### SHORT TASK
Reproduce every one of the records below word for word, preserving their order and line breaks.

### THE RECORDS

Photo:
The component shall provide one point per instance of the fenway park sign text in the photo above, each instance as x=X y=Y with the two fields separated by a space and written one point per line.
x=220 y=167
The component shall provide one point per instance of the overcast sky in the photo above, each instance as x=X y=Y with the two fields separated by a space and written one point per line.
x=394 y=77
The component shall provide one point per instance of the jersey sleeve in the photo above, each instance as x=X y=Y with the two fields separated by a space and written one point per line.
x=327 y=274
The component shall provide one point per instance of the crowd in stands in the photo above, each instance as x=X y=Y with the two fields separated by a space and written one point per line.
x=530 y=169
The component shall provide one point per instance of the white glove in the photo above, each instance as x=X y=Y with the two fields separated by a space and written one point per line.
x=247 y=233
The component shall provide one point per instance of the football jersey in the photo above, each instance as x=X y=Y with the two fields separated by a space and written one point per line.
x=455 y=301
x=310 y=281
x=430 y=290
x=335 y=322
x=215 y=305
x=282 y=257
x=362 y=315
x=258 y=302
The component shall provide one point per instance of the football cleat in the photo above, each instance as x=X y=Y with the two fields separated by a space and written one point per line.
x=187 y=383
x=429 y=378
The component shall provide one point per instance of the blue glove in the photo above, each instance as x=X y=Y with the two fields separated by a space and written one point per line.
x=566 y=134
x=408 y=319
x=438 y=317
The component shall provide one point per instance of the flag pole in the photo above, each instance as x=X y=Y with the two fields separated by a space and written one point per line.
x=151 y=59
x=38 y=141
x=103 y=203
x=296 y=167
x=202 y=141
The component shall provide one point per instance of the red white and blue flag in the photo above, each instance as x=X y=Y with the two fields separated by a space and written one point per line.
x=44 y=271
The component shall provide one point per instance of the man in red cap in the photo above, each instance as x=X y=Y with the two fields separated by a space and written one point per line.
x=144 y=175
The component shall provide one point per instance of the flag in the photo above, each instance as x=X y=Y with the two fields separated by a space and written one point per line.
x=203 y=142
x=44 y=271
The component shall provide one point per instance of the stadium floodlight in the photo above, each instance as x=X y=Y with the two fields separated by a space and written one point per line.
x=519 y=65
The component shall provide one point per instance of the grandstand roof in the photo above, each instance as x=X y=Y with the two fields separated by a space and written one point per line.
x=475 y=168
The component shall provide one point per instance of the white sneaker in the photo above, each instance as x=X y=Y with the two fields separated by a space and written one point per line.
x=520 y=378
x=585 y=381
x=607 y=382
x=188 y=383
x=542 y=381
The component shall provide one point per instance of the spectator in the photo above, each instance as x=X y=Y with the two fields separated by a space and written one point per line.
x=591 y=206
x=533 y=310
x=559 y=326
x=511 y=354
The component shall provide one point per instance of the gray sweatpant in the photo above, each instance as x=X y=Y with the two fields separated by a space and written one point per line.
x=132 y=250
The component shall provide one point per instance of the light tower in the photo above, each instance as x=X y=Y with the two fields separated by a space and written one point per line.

### PROBLEM SOLUTION
Photo:
The component shall provide one point per instance of the fenway park sign text in the photo above, each instance as x=X y=Y with the two fields separated by a space and written one point per line.
x=220 y=167
The component shall provide one point per instance of the overcast sky in the photo above, each instance as x=X y=Y with the two fields separated by a space and written one point per line.
x=394 y=77
The component shall provide one point per instance of the jersey sleeve in the photo above, each instance as x=X y=Y with the two fields separated by a space and written one point per line.
x=327 y=274
The component shall provide one point per instance of the crowd in stands in the photo above, each instance as x=X y=Y with the two fields separated by a space and written one point per line.
x=530 y=169
The component shall provide one point per instance of the white glove in the photo above, each instance as x=X y=Y with the two fields separated by a space and written one point per line.
x=247 y=233
The component shall provide one point per instance of the football jersey in the photo above, each instance as x=X y=Y with the two fields separated by a space and written one point per line.
x=455 y=301
x=310 y=281
x=430 y=290
x=335 y=322
x=215 y=305
x=282 y=257
x=362 y=315
x=258 y=302
The component shall provide one point per instance of the football cleat in the photo above, each instance as x=X y=Y with the two fields separated by a space and written one point per line.
x=187 y=383
x=429 y=378
The component shall provide one point per instance of the blue glove in the photo above, each instance as x=X y=Y with the two fields separated by a space and written one point per line.
x=566 y=134
x=408 y=319
x=438 y=317
The component shall provide one point per instance of the flag pole in the photo above, each instance as x=X y=Y with the two fields separated by a space and written one point per line.
x=151 y=59
x=38 y=141
x=103 y=203
x=296 y=167
x=202 y=141
The component shall provide one point per instance of the red white and blue flag in the photo above, each instance as x=X y=Y with the two fields separated by a space and written one point per line.
x=44 y=271
The component shall provide one point per instance of the man in red cap in the photo above, each instance as x=X y=Y with the two fields separated by a space and written one point per line.
x=144 y=175
The component shall provide one point per instance of the flag in the photo above, each instance as x=X y=Y with the two fields separated by a space and written one point per line.
x=203 y=142
x=44 y=271
The component shall provide one point per instance of the stadium floodlight in the photo above, each instance as x=X y=Y with the two fields separated by a space and written one point per line.
x=519 y=65
The component shall provide one point per instance of the grandstand roof in the photo above, each instance as x=X y=Y with the two fields separated by a space and written one point per line.
x=475 y=168
The component shall provide one point per instance of the white sneaker in the photo above, each instance as x=X y=Y with the two fields separated by a space and written one point per line.
x=520 y=378
x=585 y=381
x=607 y=382
x=188 y=383
x=542 y=381
The component shall provide one point per instance of the spectator in the photo above, each instance as x=X y=Y with the two fields separated by a space and written one point per line.
x=591 y=206
x=533 y=310
x=559 y=326
x=511 y=354
The component shall provide one point per instance of the gray sweatpant in the photo above, each instance as x=X y=Y with the two fields separated by a space and written one point per line.
x=132 y=250
The component shall provide one point per instance of the light tower in the photo above, each instance as x=X y=Y with the two fields separated by a space and written one point per line.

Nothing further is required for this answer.